Everything in the entries except the pictures must be duplicated exactly.
⟨
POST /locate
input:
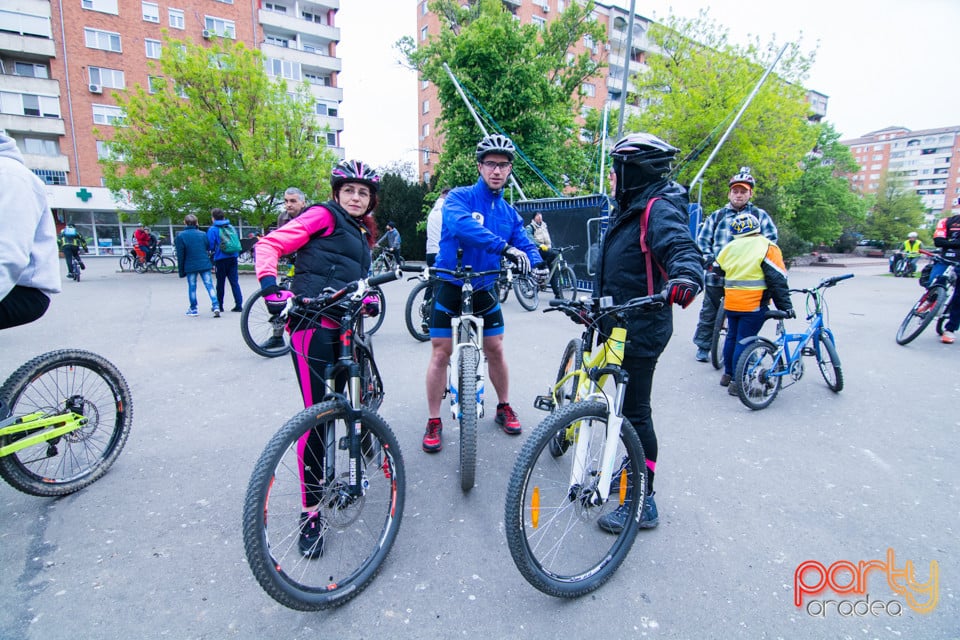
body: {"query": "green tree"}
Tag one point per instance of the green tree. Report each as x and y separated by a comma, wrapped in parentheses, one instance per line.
(696, 83)
(214, 130)
(522, 80)
(895, 212)
(820, 203)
⟩
## EXERCISE RESPONSE
POST /locate
input:
body: {"query": "green tree"}
Tag one point per instance of the green tree. Report each as x and y separated by a comma, wrapped in parentheses, one instance per line.
(696, 83)
(214, 130)
(522, 80)
(895, 212)
(820, 203)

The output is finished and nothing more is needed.